__Exercícios propostos__:
1) No texto sobre a ausência das mulheres nos ensaios clínicos, em quem foram avaliadas muitas drogas largamente prescritas para idosos, como as estatinas?
2) Prossiga o texto sobre a ausência das mulheres nos ensaios clínicos a partir de sua última frase.

__Texto de origem__:
********************
‘Os testes têm que levar em conta gênero e idade para sabermos como os medicamentos afetam as pacientes’, afirma especialista.

Em mais de uma ocasião, escrevi que, historicamente, os ensaios clínicos ignoravam as mulheres, criando medicamentos feitos sob medida apenas para os homens. A situação melhorou, mas não para as mais velhas, que continuam sendo medicadas sem um lastro científico comprovando a eficácia do tratamento. A médica Stephanie Faubion, diretora do Centro para a Saúde da Mulher da Clínica Mayo, contou à repórter Judith Graham, do site KFF Health News, que muitas drogas largamente prescritas para idosos, como estatinas para combater altos níveis de colesterol, foram avaliadas em homens – e seus resultados “extrapolados” para as mulheres.

“Parte-se do pressuposto que a biologia feminina não importa e que as mulheres antes da menopausa e na pós-menopausa respondem da mesma forma ao medicamento. Isso precisa acabar: os testes têm que levar em conta gênero e idade para sabermos como afetam as pacientes”, declarou.
********************
__Linhas fornecidas__:

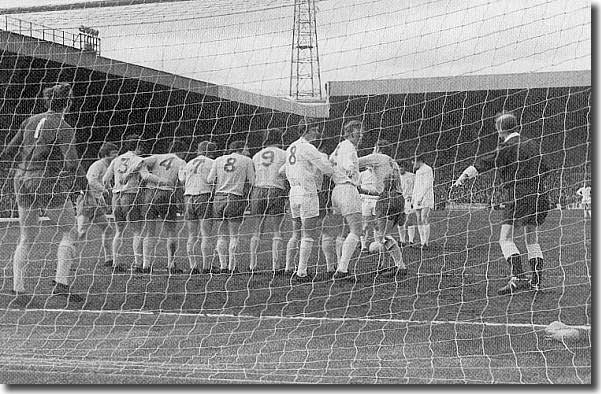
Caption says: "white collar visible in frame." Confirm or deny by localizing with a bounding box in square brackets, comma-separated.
********************
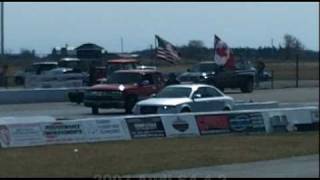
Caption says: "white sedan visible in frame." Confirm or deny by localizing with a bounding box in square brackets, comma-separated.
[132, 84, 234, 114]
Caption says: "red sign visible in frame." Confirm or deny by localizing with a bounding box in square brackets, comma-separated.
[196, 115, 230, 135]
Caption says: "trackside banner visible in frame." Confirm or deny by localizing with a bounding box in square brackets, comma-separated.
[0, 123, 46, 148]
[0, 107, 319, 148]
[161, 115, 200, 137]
********************
__Respostas numeradas__:
1) Em homens.

2)
A droga Leqembi foi aprovada pelo FDA (o equivale norte-americano da Anvisa), em 2023, para deter o avanço do Alzheimer depois que o fabricante relatou uma diminuição de 27% do declínio cognitivo. No entanto, um apêndice do estudo sobre o medicamento, publicado no “New England Journal of Medicine”, revelou que havia uma diferença gritante em sua eficácia por gênero: enquanto 43% dos homens se beneficiavam com o remédio, a taxa de sucesso entre mulheres era de 12%. Não se pode esquecer que dois terços dos pacientes com Alzheimer são mulheres!

Mesmo com um número maior de doenças autoimunes, distúrbios como ansiedade e depressão e limitações para realizar atividades diárias, a resiliência feminina é impressionante: nos EUA, vivem cinco anos a mais que os homens; no Brasil, sete – portanto, se queremos o bem-estar dos idosos, precisamos nos preocupar de verdade com o sexo feminino. A reportagem lista as principais enfermidades que necessitam de uma nova abordagem.

Doença coronariana

Problemas do coração são mais frequentes após a menopausa e matam mais mulheres que qualquer outra condição. Entretanto, o atendimento a pacientes com dores no peito é muito mais rápido quando se trata de um homem. Martha Gulati, diretora de cardiologia preventiva no Hospital Cedars-Sinai, diz que idosas são mais suscetíveis de ter entupimentos em vasos menores (enquanto os homens são propensos a obstruções coronarianas), que acabam sendo negligenciados.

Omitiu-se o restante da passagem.